++++ RAW RECORDS ++++

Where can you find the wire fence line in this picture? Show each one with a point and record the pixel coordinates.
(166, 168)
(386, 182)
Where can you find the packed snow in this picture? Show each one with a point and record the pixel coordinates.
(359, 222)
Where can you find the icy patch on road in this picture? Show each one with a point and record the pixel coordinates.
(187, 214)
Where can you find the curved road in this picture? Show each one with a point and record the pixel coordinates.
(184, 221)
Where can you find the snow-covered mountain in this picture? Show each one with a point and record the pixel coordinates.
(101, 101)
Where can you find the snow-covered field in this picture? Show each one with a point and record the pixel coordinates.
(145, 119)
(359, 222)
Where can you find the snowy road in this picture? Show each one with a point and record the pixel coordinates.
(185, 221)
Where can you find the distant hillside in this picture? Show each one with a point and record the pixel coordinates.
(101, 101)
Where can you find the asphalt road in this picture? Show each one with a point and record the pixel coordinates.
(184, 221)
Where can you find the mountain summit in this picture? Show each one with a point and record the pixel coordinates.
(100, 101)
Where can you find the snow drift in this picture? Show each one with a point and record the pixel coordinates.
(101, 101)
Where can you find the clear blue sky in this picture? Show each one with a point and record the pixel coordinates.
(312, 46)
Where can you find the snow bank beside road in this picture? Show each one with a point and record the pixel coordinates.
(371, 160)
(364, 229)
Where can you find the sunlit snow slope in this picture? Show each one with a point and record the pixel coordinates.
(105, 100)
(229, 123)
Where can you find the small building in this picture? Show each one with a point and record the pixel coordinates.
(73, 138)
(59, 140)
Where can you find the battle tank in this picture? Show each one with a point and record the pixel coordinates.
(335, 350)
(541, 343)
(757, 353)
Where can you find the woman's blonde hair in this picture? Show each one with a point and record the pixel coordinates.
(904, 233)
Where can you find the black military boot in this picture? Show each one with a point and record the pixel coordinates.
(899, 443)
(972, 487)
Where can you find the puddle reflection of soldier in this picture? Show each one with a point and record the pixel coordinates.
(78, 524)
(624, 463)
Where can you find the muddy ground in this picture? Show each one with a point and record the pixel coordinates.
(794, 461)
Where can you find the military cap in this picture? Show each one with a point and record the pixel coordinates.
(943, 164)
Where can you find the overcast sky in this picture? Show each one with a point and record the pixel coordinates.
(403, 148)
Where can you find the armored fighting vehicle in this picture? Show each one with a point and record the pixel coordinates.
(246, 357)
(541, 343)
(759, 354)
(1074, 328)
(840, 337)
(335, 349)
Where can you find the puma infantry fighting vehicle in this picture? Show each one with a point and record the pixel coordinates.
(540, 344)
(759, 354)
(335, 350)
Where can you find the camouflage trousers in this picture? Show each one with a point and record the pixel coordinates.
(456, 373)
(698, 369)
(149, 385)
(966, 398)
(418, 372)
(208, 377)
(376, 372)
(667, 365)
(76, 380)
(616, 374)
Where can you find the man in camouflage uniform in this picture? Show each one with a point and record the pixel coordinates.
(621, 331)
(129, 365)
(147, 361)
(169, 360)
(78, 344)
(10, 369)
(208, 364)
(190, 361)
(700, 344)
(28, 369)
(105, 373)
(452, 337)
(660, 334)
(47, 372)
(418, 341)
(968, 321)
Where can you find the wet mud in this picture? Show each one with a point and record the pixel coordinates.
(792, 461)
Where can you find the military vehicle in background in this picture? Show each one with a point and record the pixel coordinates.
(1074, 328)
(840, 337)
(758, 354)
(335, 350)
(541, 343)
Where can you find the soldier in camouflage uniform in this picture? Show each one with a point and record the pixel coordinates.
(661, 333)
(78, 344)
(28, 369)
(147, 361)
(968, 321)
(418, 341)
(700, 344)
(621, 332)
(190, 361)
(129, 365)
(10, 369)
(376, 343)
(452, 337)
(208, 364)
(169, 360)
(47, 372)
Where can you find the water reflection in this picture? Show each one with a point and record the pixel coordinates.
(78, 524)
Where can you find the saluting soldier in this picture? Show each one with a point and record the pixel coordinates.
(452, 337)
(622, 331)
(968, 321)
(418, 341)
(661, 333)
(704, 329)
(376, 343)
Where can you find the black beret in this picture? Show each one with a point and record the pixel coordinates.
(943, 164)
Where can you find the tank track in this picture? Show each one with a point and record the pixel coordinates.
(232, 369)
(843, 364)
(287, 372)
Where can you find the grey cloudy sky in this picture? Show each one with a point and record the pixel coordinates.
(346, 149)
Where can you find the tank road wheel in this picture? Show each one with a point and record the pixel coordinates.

++++

- WHAT NEEDS TO BE DONE -
Extract all the entries word for word.

- EXPECTED ANSWER -
Where can you find the wire fence line in this picture? Show each one with a point and record the pixel coordinates.
(166, 168)
(386, 182)
Where can you find the packed snow in this picture? Show each one with a point and record the pixel coordinates.
(359, 222)
Where can you find the icy patch on road in this picture? Show each one with a point and record the pixel coordinates.
(187, 214)
Where can you find the curved road in this picture? Show each one with a point and record the pixel coordinates.
(184, 221)
Where can you find the snow-covered mountain in this picture? Show each one with a point and record the pixel coordinates.
(101, 101)
Where can you find the snow-covered field in this picture? Show each one with a point and record the pixel coordinates.
(145, 119)
(359, 222)
Where can you find the snowy road in this picture? Show each one with a point and record the pixel coordinates.
(185, 221)
Where can you find the distant hillside in this picture? Show each one with a point and record the pixel coordinates.
(101, 101)
Where can you find the asphalt road in this picture? Show each one with a point and record the pixel coordinates.
(184, 221)
Where can you find the mountain summit in this picture? Show each one with a point and record the pixel coordinates.
(100, 101)
Where can you find the snow drift in this picture? Show each one with a point and record the pixel coordinates.
(101, 101)
Where can you find the clear blue sky in this picture? Show each one with a point and record the pixel coordinates.
(312, 46)
Where can you find the snow bank beside road in this picture? Show each one with a point and record the pixel coordinates.
(371, 160)
(364, 229)
Where can you find the sunlit snow slope in this picture? Show each one with a point and record the pixel coordinates.
(105, 100)
(229, 123)
Where can you find the small building in this picture? Show each one with a point and record the pixel coordinates.
(73, 138)
(59, 140)
Where can you find the battle tank in this picture? Show each one with a point and record the pixel coordinates.
(335, 350)
(541, 343)
(757, 353)
Where can you find the woman's blonde hair in this picture? Show each one with a point and record the pixel coordinates.
(904, 233)
Where can you find the black military boot in this picture? Show each one with a point and record the pixel coordinates.
(899, 443)
(972, 487)
Where can you find the puddle reflection of soldier in this picture? Show each one with a point and record the pixel coordinates.
(78, 524)
(624, 463)
Where can you find the muddy ground in this picture? Show each one with a point and record the pixel coordinates.
(794, 461)
Where can you find the military cap in this picture? Show each one with a point and record the pixel coordinates.
(943, 164)
Where can you find the overcast sky in this picture? Show each one with a point and record the pixel coordinates.
(403, 148)
Where can you find the armored fighting vehicle in this picture? Show each one with a point and record the pixel coordinates.
(246, 357)
(541, 343)
(759, 354)
(1074, 328)
(840, 337)
(335, 349)
Where can you find the puma infantry fighting vehicle in this picture? Show each one with a point and record the pixel coordinates.
(540, 344)
(759, 354)
(335, 350)
Where can you find the camouflage trousers in this picture? Show each one with a point and record the pixel coordinates.
(456, 373)
(698, 369)
(149, 385)
(966, 398)
(418, 372)
(208, 377)
(376, 372)
(667, 365)
(76, 380)
(616, 374)
Where can you find the man in camouflage uniform in this picture? Show each one with a point and record the pixel coordinates.
(621, 331)
(129, 365)
(147, 361)
(169, 360)
(78, 344)
(10, 369)
(208, 364)
(190, 361)
(700, 344)
(28, 369)
(105, 373)
(452, 337)
(660, 334)
(47, 372)
(418, 341)
(968, 321)
Where can you find the wet mud in this picture? Show each one with a point and record the pixel coordinates.
(792, 461)
Where can you find the military vehicle in background in this picture? Show each one with a point and record the pixel coordinates.
(1074, 328)
(840, 337)
(758, 354)
(335, 350)
(541, 343)
Where can you find the soldier in camouflage uniform in this picture? Show each one with a point and record the pixel coordinates.
(661, 333)
(78, 344)
(28, 369)
(147, 361)
(968, 321)
(418, 341)
(700, 344)
(621, 332)
(190, 361)
(129, 365)
(10, 369)
(376, 343)
(452, 337)
(208, 364)
(169, 360)
(47, 372)
Where can you find the water reflection in this picture? Show each one with a point and record the pixel coordinates.
(78, 524)
Where can you find the saluting soldier in this picture? Show each one with a point and record the pixel coordinates.
(452, 337)
(622, 331)
(968, 321)
(418, 341)
(661, 333)
(704, 329)
(376, 343)
Where can you find the black beret in this picture? Show each one with a point and record the pixel coordinates.
(943, 164)
Where can you find the tank track in this picture? Show each one with a point and record the pixel coordinates.
(232, 369)
(843, 364)
(287, 372)
Where can you find the grey cloudy sky in this picture? Show each one with a point and record the pixel coordinates.
(346, 149)
Where can you find the tank road wheel in this picture? Show each one with a point and record the pixel coordinates.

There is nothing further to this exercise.